▶ Problem statement
Please write out, as a numbered list with blank lines omitted, the part of the records that begins with the line containing "Sports-analytics tagging: mark the yellow patterned" and runs to the end of the records. Leave the pictures out.
--- begin Source data ---
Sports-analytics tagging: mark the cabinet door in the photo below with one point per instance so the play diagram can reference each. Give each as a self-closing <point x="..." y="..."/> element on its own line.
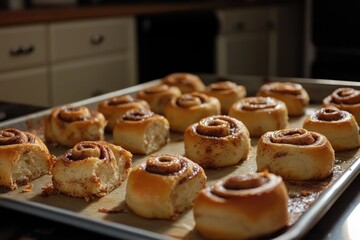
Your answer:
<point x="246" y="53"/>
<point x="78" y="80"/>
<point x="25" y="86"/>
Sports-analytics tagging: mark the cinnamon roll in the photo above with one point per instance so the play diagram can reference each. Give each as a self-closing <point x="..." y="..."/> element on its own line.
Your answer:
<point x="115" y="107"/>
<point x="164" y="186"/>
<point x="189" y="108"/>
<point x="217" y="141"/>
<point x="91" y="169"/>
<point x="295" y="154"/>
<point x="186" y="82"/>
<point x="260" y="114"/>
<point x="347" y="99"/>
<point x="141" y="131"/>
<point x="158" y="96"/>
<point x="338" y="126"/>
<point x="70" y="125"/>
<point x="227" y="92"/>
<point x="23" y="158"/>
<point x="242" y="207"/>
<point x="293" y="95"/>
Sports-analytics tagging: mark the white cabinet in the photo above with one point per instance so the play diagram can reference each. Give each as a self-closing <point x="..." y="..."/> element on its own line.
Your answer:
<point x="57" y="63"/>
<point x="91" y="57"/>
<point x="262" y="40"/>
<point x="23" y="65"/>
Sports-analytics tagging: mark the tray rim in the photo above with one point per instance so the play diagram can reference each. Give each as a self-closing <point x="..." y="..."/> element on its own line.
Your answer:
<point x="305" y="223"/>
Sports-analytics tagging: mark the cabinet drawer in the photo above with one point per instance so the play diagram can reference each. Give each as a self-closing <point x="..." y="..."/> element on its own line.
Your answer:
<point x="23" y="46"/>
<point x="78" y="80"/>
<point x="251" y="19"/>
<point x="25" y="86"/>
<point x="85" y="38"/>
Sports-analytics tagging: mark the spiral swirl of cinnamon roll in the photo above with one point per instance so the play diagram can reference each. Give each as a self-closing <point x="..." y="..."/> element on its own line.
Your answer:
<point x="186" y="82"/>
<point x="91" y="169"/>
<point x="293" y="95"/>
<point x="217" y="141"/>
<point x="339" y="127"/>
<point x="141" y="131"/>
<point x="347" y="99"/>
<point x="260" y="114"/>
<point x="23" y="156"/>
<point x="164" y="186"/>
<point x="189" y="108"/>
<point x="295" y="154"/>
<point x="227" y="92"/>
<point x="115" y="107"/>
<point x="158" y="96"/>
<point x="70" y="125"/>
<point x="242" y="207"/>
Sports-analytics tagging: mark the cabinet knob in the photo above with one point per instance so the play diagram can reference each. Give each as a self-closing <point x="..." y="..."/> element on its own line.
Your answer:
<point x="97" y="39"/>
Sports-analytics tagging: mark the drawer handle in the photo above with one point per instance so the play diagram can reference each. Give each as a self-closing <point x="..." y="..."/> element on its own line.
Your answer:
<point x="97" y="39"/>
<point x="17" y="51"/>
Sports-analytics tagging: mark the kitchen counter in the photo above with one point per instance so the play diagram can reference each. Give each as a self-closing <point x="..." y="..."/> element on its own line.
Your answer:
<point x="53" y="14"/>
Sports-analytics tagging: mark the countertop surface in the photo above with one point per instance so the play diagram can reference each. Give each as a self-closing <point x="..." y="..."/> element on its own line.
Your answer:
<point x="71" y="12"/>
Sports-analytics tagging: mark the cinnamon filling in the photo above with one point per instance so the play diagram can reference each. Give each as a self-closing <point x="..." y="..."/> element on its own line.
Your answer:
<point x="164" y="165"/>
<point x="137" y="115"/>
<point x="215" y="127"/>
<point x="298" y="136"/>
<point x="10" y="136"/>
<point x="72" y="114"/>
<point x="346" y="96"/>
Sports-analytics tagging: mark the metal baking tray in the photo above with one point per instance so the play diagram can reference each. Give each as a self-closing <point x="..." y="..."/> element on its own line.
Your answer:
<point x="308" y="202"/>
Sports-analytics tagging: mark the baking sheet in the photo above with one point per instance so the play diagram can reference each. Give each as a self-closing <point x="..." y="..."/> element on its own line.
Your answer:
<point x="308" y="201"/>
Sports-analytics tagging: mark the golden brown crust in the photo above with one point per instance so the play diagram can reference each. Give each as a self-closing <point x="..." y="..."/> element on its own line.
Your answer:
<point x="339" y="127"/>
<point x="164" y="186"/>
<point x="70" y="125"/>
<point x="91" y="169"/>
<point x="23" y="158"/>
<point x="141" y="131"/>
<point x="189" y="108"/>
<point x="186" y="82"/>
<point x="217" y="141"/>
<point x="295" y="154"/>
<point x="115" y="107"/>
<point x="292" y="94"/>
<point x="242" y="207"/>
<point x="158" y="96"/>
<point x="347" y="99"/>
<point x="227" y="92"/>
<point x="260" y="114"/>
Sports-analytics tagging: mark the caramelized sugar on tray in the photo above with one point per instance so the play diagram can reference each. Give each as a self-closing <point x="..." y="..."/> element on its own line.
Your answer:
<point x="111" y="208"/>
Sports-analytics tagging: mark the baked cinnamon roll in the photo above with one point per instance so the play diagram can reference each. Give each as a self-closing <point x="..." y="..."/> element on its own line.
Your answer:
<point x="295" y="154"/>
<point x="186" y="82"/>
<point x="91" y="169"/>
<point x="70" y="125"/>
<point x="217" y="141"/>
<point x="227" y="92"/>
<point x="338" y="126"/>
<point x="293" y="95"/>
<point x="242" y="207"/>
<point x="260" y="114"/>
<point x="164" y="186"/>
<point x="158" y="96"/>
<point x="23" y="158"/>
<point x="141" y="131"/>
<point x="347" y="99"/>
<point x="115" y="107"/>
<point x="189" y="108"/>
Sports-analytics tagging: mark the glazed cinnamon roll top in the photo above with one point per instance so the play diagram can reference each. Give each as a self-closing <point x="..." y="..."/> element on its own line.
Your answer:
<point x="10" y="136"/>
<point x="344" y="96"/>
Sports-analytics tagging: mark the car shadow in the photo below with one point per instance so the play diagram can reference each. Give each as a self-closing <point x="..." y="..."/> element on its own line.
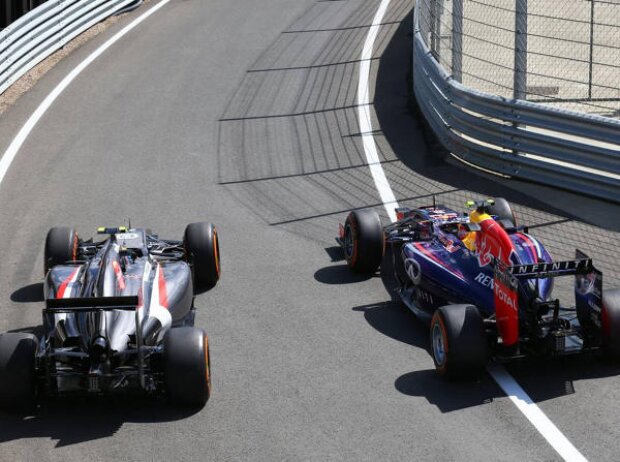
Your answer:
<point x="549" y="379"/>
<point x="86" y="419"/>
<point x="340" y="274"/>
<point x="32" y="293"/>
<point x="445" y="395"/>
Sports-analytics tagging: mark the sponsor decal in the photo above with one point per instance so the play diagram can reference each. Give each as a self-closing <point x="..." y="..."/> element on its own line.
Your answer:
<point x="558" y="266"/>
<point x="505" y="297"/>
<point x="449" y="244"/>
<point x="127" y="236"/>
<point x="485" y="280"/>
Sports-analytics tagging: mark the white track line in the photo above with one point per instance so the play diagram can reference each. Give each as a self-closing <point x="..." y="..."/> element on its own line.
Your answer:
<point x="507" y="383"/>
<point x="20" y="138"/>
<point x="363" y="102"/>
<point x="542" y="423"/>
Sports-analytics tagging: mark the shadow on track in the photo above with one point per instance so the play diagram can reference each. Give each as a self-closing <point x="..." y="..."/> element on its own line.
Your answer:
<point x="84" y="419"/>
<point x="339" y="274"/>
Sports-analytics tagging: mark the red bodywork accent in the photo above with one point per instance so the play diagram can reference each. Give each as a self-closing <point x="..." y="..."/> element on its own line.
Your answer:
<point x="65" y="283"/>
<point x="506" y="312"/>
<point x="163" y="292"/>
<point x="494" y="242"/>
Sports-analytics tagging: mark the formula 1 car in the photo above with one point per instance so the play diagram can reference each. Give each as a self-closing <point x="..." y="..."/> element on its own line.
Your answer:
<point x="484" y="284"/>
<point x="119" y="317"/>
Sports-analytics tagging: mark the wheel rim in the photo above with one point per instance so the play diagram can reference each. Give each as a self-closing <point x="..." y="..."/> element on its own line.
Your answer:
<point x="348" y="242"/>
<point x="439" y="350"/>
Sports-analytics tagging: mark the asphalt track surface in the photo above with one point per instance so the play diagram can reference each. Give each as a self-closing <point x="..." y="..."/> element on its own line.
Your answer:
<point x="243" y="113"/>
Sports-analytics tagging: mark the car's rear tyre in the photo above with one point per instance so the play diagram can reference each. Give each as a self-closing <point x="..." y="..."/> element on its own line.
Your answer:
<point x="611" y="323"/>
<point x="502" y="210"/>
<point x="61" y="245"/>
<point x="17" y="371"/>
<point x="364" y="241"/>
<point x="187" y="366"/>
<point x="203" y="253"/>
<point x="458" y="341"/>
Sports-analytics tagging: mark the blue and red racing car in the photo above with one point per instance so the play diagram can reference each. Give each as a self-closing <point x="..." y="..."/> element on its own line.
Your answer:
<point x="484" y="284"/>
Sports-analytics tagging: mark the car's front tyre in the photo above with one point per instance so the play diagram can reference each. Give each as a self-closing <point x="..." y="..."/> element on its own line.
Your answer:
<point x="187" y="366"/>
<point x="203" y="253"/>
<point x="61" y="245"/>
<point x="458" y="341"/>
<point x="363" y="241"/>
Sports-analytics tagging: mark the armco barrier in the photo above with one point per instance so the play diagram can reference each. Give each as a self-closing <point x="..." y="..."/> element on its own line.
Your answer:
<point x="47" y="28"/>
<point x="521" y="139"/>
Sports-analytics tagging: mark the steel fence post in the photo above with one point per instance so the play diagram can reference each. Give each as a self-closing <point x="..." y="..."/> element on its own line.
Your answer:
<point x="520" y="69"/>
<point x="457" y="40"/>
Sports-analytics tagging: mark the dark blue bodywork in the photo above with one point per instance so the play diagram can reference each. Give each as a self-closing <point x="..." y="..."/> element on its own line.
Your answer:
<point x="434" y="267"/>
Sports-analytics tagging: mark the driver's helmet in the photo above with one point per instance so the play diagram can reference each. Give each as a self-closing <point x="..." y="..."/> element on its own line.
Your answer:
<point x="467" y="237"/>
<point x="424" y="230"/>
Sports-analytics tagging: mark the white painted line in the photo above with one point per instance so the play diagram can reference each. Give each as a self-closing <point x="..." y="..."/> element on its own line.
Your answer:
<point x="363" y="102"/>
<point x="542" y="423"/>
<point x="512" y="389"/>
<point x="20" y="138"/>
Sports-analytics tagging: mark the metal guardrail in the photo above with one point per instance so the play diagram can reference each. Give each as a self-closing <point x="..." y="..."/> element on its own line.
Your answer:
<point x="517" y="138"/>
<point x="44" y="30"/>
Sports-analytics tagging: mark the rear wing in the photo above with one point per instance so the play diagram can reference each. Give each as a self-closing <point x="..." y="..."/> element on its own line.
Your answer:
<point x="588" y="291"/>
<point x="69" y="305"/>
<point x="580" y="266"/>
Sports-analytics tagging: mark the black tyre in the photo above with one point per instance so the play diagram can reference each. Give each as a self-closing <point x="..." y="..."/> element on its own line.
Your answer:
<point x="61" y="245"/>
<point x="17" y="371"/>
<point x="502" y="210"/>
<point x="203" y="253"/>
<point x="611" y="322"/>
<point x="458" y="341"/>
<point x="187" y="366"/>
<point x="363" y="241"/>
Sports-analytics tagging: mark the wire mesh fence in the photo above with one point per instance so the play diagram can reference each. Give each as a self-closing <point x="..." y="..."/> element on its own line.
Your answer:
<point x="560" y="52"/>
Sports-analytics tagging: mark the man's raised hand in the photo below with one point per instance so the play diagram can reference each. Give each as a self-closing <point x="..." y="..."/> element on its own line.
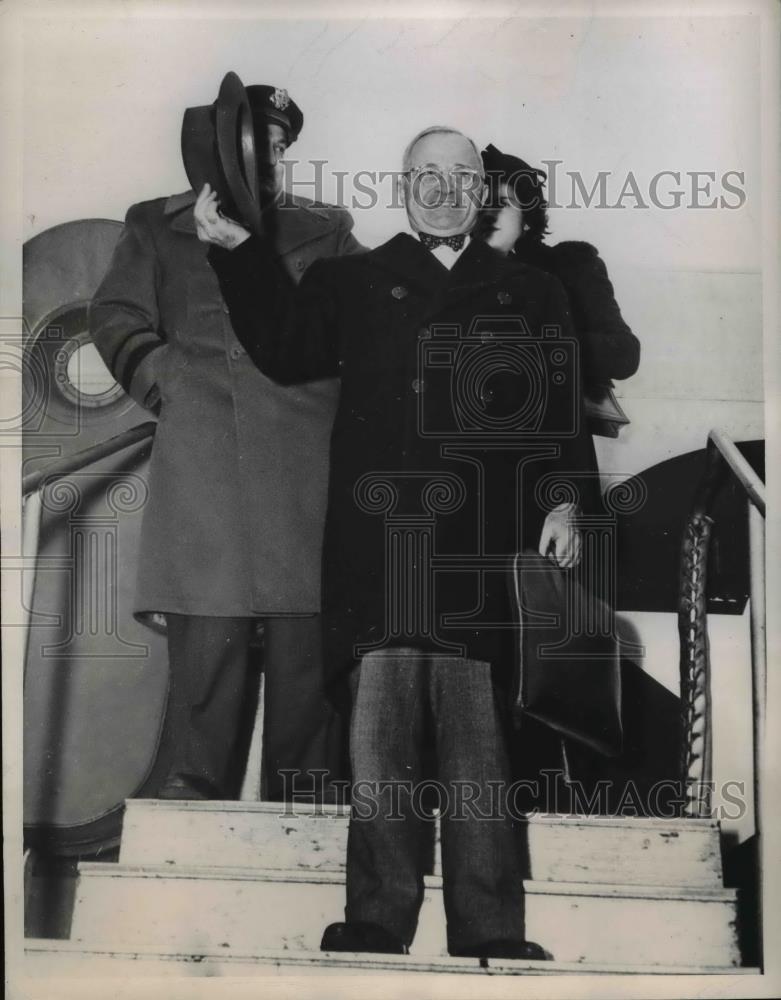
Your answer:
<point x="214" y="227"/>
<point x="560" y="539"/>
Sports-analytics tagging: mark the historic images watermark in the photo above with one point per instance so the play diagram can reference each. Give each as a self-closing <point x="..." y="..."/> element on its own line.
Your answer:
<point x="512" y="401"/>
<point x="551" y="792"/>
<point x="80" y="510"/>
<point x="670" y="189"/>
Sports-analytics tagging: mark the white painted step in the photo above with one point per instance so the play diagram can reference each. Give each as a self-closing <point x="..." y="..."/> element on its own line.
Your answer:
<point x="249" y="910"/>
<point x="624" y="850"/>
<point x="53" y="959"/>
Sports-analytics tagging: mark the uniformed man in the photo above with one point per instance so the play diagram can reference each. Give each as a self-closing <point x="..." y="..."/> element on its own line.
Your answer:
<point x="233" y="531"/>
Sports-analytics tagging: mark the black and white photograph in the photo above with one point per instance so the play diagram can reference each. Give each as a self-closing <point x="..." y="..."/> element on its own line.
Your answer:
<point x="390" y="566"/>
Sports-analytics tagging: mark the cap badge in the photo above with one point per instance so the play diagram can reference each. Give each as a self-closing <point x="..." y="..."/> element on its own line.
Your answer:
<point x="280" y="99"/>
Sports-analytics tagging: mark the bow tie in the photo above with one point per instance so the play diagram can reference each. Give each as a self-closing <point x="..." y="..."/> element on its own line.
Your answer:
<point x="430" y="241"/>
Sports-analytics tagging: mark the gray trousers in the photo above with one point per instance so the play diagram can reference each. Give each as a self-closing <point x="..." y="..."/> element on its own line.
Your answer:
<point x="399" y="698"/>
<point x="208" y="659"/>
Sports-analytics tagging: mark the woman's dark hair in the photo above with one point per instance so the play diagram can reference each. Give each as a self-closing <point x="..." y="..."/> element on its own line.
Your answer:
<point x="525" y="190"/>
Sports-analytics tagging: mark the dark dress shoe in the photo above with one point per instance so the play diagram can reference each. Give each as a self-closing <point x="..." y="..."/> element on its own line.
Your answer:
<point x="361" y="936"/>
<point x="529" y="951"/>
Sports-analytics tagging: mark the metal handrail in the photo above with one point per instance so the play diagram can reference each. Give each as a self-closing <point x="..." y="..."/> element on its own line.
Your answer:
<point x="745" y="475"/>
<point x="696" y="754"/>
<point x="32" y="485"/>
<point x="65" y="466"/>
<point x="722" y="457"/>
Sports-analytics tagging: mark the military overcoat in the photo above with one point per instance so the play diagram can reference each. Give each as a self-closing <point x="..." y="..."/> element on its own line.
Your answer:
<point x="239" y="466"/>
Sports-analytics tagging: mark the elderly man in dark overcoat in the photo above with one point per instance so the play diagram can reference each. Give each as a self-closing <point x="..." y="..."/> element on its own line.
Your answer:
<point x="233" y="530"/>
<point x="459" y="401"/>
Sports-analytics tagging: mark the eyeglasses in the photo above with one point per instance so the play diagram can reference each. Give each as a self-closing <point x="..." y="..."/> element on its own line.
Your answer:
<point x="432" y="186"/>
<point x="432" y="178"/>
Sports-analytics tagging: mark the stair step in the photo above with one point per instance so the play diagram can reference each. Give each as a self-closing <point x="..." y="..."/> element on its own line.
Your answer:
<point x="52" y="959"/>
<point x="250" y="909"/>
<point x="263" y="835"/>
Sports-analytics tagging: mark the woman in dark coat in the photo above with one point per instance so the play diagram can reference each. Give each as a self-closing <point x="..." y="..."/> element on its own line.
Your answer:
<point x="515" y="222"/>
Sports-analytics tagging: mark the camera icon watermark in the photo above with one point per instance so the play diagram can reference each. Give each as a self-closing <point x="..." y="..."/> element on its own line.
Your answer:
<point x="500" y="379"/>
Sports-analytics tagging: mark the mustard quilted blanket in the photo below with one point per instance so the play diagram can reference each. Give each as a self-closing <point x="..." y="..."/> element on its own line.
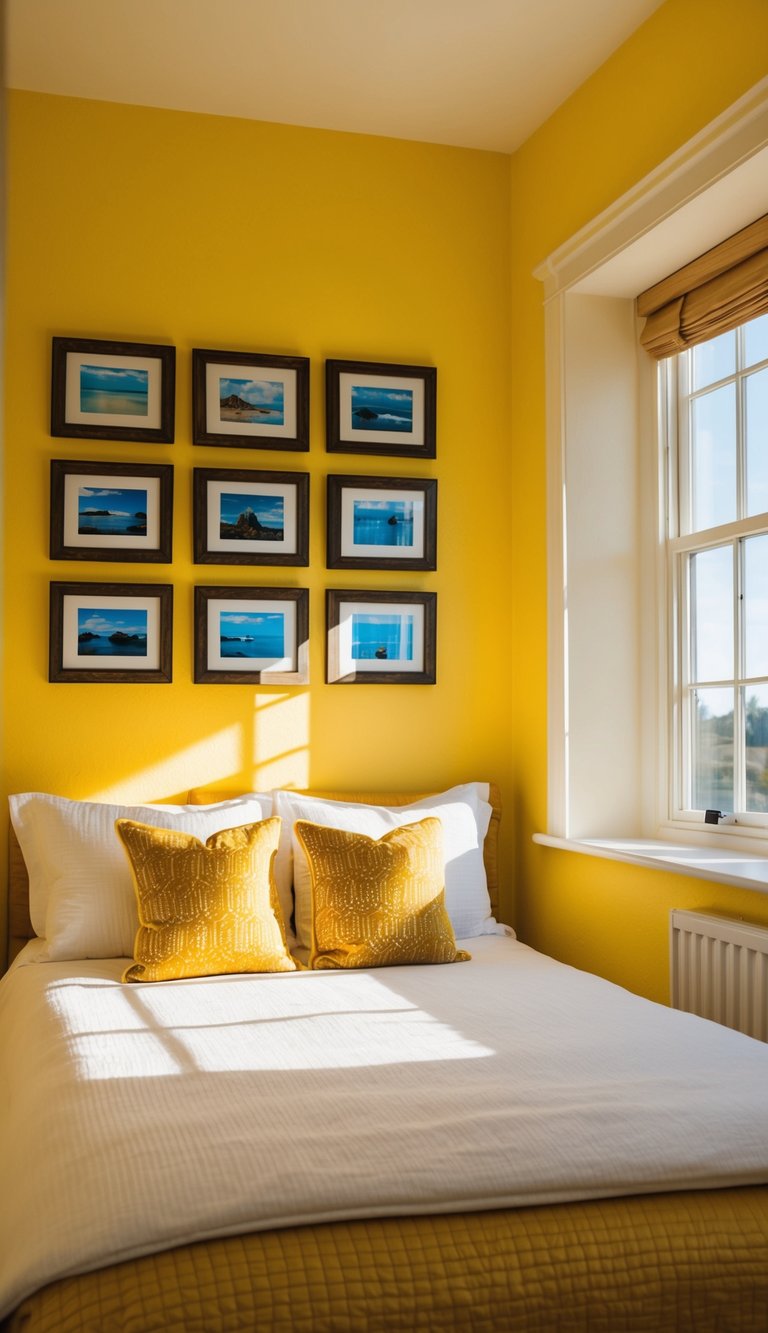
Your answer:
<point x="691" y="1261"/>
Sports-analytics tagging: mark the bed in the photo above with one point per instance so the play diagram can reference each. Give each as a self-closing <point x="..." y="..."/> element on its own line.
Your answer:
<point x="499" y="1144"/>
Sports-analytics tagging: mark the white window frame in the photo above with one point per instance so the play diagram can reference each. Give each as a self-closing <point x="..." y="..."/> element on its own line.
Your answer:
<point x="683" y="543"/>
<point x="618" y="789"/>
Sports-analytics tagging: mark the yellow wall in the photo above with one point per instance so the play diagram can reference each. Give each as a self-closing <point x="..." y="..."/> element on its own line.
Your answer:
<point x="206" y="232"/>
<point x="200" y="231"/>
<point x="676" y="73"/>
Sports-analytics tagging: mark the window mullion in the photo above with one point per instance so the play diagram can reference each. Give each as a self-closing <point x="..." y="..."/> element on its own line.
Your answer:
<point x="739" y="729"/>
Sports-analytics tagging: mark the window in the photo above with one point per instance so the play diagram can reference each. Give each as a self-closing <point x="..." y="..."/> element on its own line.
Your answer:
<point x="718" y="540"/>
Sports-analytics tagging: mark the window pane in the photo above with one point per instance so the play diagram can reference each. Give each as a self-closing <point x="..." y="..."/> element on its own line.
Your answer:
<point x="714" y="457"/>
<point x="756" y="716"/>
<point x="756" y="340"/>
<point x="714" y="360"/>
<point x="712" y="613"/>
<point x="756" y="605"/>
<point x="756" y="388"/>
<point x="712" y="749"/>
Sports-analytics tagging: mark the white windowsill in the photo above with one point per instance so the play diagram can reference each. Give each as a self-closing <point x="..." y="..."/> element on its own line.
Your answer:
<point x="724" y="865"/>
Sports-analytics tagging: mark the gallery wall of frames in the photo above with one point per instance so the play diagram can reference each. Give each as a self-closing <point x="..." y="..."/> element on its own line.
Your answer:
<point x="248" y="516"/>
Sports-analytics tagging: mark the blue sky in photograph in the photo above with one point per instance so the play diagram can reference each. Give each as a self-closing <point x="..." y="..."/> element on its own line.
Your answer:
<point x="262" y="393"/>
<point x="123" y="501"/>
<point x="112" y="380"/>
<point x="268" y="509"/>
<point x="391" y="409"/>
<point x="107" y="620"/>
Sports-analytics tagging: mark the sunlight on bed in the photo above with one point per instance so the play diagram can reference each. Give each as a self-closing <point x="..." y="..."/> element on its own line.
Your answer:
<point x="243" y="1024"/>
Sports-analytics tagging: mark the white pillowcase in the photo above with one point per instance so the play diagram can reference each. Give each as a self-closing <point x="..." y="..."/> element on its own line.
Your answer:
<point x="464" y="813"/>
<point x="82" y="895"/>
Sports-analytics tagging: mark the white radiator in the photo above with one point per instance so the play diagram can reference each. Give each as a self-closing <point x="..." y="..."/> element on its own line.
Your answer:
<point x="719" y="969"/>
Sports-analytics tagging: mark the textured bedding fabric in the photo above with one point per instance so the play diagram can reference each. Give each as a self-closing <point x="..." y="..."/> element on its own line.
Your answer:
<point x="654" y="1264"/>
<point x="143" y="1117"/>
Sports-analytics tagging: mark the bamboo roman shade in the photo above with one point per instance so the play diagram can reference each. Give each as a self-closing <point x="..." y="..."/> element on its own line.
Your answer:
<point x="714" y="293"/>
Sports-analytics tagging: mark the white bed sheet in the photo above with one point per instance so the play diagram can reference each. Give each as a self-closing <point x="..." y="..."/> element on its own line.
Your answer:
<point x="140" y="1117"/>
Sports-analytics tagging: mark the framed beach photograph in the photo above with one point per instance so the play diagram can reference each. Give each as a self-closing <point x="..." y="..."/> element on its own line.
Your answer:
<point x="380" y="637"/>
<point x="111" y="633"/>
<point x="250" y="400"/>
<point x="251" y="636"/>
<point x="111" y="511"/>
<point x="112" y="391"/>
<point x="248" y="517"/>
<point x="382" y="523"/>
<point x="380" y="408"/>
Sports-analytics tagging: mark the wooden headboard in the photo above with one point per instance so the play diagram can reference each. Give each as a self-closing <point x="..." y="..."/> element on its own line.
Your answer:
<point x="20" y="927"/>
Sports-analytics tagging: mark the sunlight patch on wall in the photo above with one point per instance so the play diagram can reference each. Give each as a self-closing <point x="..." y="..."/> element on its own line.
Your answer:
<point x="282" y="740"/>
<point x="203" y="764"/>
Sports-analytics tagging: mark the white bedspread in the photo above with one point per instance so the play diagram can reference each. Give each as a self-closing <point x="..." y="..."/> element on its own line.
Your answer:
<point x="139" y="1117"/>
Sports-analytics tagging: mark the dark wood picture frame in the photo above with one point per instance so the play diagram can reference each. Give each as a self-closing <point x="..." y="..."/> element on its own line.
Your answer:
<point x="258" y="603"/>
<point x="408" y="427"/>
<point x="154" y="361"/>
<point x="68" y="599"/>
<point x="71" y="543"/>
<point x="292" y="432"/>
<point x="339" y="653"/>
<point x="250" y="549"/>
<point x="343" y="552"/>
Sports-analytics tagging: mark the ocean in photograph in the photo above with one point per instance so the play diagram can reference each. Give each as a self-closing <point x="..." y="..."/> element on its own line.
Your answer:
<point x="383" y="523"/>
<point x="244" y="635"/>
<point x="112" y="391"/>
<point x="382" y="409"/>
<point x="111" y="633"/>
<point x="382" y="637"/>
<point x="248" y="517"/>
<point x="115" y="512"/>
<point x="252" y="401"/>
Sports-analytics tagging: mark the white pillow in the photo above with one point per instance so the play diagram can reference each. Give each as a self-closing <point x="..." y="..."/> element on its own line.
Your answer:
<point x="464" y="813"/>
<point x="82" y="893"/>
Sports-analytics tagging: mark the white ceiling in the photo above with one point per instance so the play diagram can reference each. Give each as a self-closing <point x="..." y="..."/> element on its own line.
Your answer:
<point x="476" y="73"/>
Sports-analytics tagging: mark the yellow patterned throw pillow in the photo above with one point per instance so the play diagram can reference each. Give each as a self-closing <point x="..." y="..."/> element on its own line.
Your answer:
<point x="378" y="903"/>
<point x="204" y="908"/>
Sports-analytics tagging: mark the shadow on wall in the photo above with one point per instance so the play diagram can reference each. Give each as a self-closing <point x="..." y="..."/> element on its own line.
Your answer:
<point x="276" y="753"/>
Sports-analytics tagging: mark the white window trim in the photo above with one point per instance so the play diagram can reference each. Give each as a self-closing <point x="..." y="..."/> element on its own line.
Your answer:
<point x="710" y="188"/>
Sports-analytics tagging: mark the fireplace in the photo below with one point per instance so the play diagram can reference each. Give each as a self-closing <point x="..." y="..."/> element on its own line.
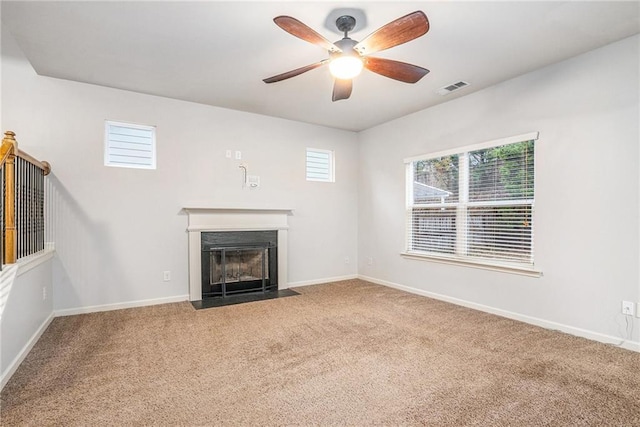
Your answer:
--- end Source data ---
▶ Result of this task
1. Sports-analytics tagging: mark the yellow patterned throw pillow in the photo above with one point per instance so the play diagram can reference each. Give each as a self-closing <point x="..." y="..."/> element on its own line.
2. Your answer:
3. <point x="378" y="903"/>
4. <point x="204" y="908"/>
5. Sports-analytics tagging: mark the shadow on wall in the photo above with one point per instance so the play diagram can reference each. Give each as a self-closing <point x="..." y="..."/> element on its own line.
6. Your answer:
7. <point x="276" y="753"/>
8. Sports-analytics tagging: mark the white window trim in the photo above with one point per instance so the play diagram can reference each. Give each as a self-closing <point x="..." y="..."/> element on its own line.
9. Your answer:
10. <point x="710" y="188"/>
11. Sports-analytics tagging: mark the fireplace in the photo below with one point per instance so the play diagram can reference each. Give each as a self-closing <point x="..." y="..."/> element on its own line.
12. Your answer:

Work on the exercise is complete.